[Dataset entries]
-------

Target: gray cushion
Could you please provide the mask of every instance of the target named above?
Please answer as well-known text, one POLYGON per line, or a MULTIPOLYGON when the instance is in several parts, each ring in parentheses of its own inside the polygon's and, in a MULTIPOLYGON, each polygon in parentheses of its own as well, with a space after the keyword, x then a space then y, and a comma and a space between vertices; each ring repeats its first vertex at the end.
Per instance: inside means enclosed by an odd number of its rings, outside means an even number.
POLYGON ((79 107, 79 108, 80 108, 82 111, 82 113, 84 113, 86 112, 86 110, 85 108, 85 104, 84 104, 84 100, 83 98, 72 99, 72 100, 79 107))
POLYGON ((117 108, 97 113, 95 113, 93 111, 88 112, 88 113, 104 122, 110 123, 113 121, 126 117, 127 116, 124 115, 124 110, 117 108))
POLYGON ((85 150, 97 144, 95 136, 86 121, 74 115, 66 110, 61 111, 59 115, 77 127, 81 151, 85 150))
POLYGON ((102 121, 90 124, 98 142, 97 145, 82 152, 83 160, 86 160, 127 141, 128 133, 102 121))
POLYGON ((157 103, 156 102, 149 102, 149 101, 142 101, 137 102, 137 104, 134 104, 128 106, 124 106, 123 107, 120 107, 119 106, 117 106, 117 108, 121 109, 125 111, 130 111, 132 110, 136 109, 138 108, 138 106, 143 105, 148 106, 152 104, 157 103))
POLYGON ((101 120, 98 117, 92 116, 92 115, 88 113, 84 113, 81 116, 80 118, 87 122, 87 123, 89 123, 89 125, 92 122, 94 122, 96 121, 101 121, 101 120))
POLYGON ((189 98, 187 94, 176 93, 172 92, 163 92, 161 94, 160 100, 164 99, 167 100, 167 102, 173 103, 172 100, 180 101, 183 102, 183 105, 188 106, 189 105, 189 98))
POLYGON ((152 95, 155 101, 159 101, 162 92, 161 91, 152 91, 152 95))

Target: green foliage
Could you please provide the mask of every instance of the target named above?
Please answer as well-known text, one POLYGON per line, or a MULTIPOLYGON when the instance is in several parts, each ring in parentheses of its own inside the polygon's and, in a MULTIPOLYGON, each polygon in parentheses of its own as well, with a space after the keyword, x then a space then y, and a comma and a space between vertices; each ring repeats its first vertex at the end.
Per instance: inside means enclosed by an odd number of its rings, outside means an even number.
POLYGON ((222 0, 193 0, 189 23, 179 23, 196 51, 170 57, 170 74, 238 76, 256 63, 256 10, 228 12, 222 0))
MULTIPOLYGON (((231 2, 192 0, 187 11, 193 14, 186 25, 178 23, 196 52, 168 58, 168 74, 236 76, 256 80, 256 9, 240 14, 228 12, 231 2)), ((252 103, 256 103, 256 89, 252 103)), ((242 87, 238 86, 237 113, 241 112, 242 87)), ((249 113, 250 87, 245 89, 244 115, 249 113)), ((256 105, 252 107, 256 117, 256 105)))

-------

_Task to complete_.
Please reproduce every one of the records above word for word, with no changes.

_Correct output_.
Target: gray cushion
Could you please provide the mask of every instance of the target named above?
Please answer as well-known text, one POLYGON per line, or a MULTIPOLYGON when the instance is in several parts, each ring in parentheses of its own inside the polygon's and, in a MULTIPOLYGON, each polygon in parentheses of its own as well, with a space after the keyword, x then a space then y, and a comma and a space between vertices; each ring repeats its first vertex at the end.
Per instance: inside means enclosed by an odd number of its rings, outside means an even number.
POLYGON ((79 107, 79 108, 80 108, 82 111, 82 113, 84 113, 86 112, 86 110, 85 108, 85 104, 84 104, 84 100, 83 98, 72 99, 72 100, 79 107))
POLYGON ((117 108, 97 113, 95 113, 93 111, 88 112, 88 113, 104 122, 110 123, 113 121, 126 117, 127 116, 124 115, 124 110, 117 108))
POLYGON ((85 150, 97 144, 95 136, 86 121, 74 115, 66 110, 61 111, 59 115, 77 127, 81 151, 85 150))
POLYGON ((102 121, 90 124, 98 142, 97 145, 82 152, 83 160, 86 160, 127 141, 128 133, 102 121))
POLYGON ((157 103, 156 102, 149 102, 149 101, 142 101, 137 102, 137 104, 134 104, 128 106, 124 106, 123 107, 120 107, 119 106, 117 106, 117 108, 121 109, 125 111, 130 111, 132 110, 136 109, 138 108, 138 106, 143 105, 148 106, 152 104, 157 103))
POLYGON ((101 120, 98 117, 92 116, 92 115, 88 113, 84 113, 81 116, 80 118, 87 122, 87 123, 89 123, 89 125, 92 122, 94 122, 96 121, 101 121, 101 120))
POLYGON ((189 98, 187 94, 176 93, 172 92, 163 92, 161 94, 160 100, 164 99, 167 100, 167 102, 173 103, 172 100, 180 101, 183 102, 183 105, 188 106, 189 105, 189 98))
POLYGON ((152 95, 155 101, 159 101, 162 92, 161 91, 152 91, 152 95))

Target: green foliage
Could you please provide the mask of every instance of the target named above?
Please answer as well-known text, one POLYGON per line, or a MULTIPOLYGON when the instance is in several parts, each ring in parentheses of its own inside the polygon's and, in a MULTIPOLYGON, each polygon in parentheses of its own as well, with a space after the keyword, x then a space then y, and a comma and a space between vertices; each ring repeats its first vertex at the end.
Per instance: inside means enclosed by an odd number of its rings, outside means an even number.
POLYGON ((222 0, 193 0, 189 23, 179 23, 196 51, 170 57, 170 74, 238 76, 256 63, 256 10, 228 12, 222 0))
MULTIPOLYGON (((231 2, 192 0, 187 11, 193 14, 186 25, 178 23, 196 52, 168 58, 168 74, 236 76, 256 80, 256 9, 240 14, 228 12, 231 2)), ((252 103, 256 103, 256 89, 252 103)), ((242 87, 238 86, 237 113, 241 112, 242 87)), ((249 113, 250 87, 245 89, 244 115, 249 113)), ((256 105, 252 107, 256 117, 256 105)))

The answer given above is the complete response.